• **Task description**
Please reproduce every one of the following entries word for word, without changing anything.

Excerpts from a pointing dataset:
****************************************

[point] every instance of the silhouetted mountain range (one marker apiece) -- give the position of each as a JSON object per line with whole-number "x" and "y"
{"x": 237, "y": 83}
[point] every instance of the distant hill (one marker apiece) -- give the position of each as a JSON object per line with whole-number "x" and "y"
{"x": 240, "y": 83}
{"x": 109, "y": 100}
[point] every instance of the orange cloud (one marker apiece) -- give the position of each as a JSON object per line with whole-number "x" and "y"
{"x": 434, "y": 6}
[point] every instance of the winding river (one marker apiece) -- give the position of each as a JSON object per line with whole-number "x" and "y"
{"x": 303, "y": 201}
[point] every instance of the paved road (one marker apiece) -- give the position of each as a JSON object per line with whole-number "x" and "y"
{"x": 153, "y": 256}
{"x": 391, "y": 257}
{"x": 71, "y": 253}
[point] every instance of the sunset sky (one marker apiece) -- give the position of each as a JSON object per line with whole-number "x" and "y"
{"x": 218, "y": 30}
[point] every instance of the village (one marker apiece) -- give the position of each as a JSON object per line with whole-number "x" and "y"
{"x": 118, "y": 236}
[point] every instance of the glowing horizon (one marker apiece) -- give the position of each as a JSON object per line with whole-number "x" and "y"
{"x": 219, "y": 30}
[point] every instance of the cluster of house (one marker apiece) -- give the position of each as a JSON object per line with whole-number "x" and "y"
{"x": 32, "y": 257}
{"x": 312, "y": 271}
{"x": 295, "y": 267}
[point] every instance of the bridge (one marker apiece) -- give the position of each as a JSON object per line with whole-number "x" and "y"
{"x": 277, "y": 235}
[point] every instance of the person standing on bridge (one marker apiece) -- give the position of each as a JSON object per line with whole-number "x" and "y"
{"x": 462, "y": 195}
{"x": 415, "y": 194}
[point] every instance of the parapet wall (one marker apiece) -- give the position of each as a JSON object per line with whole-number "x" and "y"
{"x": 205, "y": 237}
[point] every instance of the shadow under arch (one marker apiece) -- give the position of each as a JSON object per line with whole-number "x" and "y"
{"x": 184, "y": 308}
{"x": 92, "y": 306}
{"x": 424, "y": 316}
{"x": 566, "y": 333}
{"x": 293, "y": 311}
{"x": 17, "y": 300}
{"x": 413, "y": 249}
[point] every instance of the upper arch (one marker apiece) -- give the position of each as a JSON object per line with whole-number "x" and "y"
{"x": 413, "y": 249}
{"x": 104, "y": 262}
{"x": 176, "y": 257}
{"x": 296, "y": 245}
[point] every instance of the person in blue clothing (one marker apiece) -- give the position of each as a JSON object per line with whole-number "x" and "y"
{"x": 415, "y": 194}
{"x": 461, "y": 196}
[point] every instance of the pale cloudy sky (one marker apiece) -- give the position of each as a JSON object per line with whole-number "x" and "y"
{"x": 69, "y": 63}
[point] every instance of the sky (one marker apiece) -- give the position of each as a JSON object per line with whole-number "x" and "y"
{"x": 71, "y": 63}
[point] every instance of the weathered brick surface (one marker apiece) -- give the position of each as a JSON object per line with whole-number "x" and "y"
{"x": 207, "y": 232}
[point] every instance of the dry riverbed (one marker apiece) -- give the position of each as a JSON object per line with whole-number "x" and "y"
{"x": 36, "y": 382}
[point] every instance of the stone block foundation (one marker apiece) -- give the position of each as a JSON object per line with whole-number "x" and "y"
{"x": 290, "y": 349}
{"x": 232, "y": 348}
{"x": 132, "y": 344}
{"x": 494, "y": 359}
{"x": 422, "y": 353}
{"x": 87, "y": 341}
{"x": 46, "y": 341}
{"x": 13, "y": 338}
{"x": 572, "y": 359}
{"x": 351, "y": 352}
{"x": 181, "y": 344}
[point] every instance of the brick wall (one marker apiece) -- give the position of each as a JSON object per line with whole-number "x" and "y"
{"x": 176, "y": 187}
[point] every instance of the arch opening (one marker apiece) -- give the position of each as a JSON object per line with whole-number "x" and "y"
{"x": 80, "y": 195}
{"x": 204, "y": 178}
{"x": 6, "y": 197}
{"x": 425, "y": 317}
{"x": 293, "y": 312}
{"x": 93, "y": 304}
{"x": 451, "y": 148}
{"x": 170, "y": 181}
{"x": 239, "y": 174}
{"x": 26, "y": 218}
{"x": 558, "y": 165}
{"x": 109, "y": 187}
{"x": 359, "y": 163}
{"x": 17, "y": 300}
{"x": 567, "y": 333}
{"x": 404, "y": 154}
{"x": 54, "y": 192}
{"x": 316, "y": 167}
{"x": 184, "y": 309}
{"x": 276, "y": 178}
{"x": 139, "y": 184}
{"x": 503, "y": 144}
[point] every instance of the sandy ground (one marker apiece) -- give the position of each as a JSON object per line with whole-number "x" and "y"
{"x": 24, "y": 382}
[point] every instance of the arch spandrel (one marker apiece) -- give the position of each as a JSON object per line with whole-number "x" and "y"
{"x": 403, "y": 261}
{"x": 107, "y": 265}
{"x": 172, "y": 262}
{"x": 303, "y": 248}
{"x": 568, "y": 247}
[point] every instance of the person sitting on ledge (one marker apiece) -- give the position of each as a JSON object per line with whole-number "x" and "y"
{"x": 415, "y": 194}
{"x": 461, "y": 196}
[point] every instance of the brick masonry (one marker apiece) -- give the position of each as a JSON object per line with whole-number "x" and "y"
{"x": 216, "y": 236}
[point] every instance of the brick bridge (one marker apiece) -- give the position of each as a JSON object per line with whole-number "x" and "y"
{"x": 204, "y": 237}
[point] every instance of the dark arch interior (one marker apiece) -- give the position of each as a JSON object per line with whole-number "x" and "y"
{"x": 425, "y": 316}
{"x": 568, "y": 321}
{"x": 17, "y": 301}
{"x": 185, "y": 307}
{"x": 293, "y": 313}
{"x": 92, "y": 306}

****************************************

• **Correct answer**
[point] every instance of the silhouetted mountain range (one marker apiece) -- give the position of each as a JSON object per line with whole-number "x" and "y"
{"x": 237, "y": 83}
[point] every instance of the distant hill (one marker apiece) -- give the position of each as a JSON object per line with whole-number "x" and "y"
{"x": 240, "y": 83}
{"x": 109, "y": 100}
[point] every instance of the orange cloud (one marker apiece) -- give the position of each as a JSON object per line with whole-number "x" and "y"
{"x": 434, "y": 6}
[point] every instance of the winding river (one marker apiece) -- give the position of each as a JSON object per line with whole-number "x" and "y"
{"x": 303, "y": 201}
[point] every instance of the paved road (one marker apiece) -- give the position of each as a JSON object per line with whole-number "x" and "y"
{"x": 153, "y": 256}
{"x": 391, "y": 257}
{"x": 71, "y": 253}
[point] every instance of the sunset sky (one marker apiece) -- give the position of each as a JSON object per line with whole-number "x" and "y"
{"x": 218, "y": 30}
[point] every instance of the village (one marker apiece) -- give the position of each as a JSON object per line with whole-number "x" and "y"
{"x": 118, "y": 236}
[point] every instance of the glowing horizon (one marker apiece) -- give the position of each as a JSON object per line with whole-number "x" and "y"
{"x": 219, "y": 30}
[point] every instance of the cluster of house (one marker apiece) -- give the position of each as a JSON object per line with whole-number "x" and "y"
{"x": 32, "y": 257}
{"x": 312, "y": 271}
{"x": 295, "y": 267}
[point] every instance of the bridge (one marker apiece) -- give the position of each as a JSON object per line with whole-number "x" and "y"
{"x": 277, "y": 235}
[point] every instance of the person standing on bridge (one marker apiece) -- give the position of each as a JSON object per line with whole-number "x" and "y"
{"x": 462, "y": 195}
{"x": 415, "y": 194}
[point] every instance of the parapet wall (one marker apiece) -- give the position of each as a JSON object per line with whole-number "x" and "y"
{"x": 205, "y": 237}
[point] every instance of the shadow under arch (one marker apiece) -- give the position of each as a JSON object per line with whole-number "x" and "y"
{"x": 184, "y": 308}
{"x": 92, "y": 306}
{"x": 424, "y": 316}
{"x": 566, "y": 333}
{"x": 293, "y": 311}
{"x": 17, "y": 300}
{"x": 413, "y": 249}
[point] every instance of the upper arch (one marker apiece) -- give the position of each as a JSON object per line with whole-number "x" and "y"
{"x": 413, "y": 249}
{"x": 104, "y": 262}
{"x": 176, "y": 257}
{"x": 296, "y": 245}
[point] every instance of the person in blue clothing (one marker apiece) -- give the position of each as a JSON object per line with whole-number "x" and "y"
{"x": 415, "y": 194}
{"x": 461, "y": 196}
[point] every instance of the pale cloudy sky (one marker apiece) -- give the position of each as a JSON object per line with whole-number "x" and "y"
{"x": 69, "y": 63}
[point] every instance of the sky (one marker apiece) -- give the position of each as a JSON object per line with whole-number "x" and "y"
{"x": 71, "y": 63}
[point] every instance of the weathered brick surface (one marker apiece) -- give the position of each as a JSON object per line with whole-number "x" and "y"
{"x": 207, "y": 232}
[point] every instance of the dry riverbed (one marker apiece) -- give the position of each as a JSON object per line with whole-number "x" and "y"
{"x": 36, "y": 382}
[point] every instance of the stone block foundation (one marker apiece) -- give the position of each as a JSON object per line with whole-number "x" and "y"
{"x": 290, "y": 349}
{"x": 232, "y": 348}
{"x": 132, "y": 344}
{"x": 494, "y": 359}
{"x": 422, "y": 353}
{"x": 87, "y": 341}
{"x": 46, "y": 341}
{"x": 13, "y": 338}
{"x": 572, "y": 359}
{"x": 351, "y": 352}
{"x": 181, "y": 344}
[point] every instance of the brick wall (one marker apiece) -- give the position of each as a JSON object per line with whole-number "x" and "y"
{"x": 176, "y": 187}
[point] every instance of the arch opening (one marker apiece) -- give the position of each as a JSON object per line with whole-number "x" and "y"
{"x": 80, "y": 195}
{"x": 204, "y": 178}
{"x": 6, "y": 197}
{"x": 425, "y": 317}
{"x": 293, "y": 312}
{"x": 93, "y": 304}
{"x": 451, "y": 148}
{"x": 170, "y": 181}
{"x": 239, "y": 174}
{"x": 26, "y": 218}
{"x": 558, "y": 165}
{"x": 109, "y": 187}
{"x": 359, "y": 163}
{"x": 17, "y": 300}
{"x": 567, "y": 333}
{"x": 404, "y": 154}
{"x": 54, "y": 192}
{"x": 316, "y": 167}
{"x": 184, "y": 309}
{"x": 276, "y": 178}
{"x": 139, "y": 184}
{"x": 503, "y": 144}
[point] every instance of the sandy ground (one marker apiece) -- give the position of each as a JSON object per line with whole-number "x" and "y"
{"x": 24, "y": 382}
[point] every instance of the arch spandrel (one marker apiece) -- give the position of each as a JSON object per line with whole-number "x" and "y"
{"x": 403, "y": 261}
{"x": 107, "y": 265}
{"x": 172, "y": 262}
{"x": 303, "y": 248}
{"x": 568, "y": 247}
[point] every instance of the person sitting on ledge (one marker apiece) -- give the position of each as a JSON object per line with whole-number "x" and "y"
{"x": 415, "y": 194}
{"x": 461, "y": 196}
[point] every instance of the brick masonry (one marker apiece) -- give the position of each as a JSON object per line with whole-number "x" and "y"
{"x": 216, "y": 236}
[point] every instance of the brick bridge (one marker apiece) -- give the position of each as a JSON object per line with whole-number "x" and "y"
{"x": 204, "y": 237}
[point] every instance of the dark arch interior (one marker apiece) -- give the position of each as a JSON object per line with whole-number "x" and "y"
{"x": 425, "y": 316}
{"x": 568, "y": 321}
{"x": 17, "y": 301}
{"x": 185, "y": 307}
{"x": 293, "y": 313}
{"x": 92, "y": 306}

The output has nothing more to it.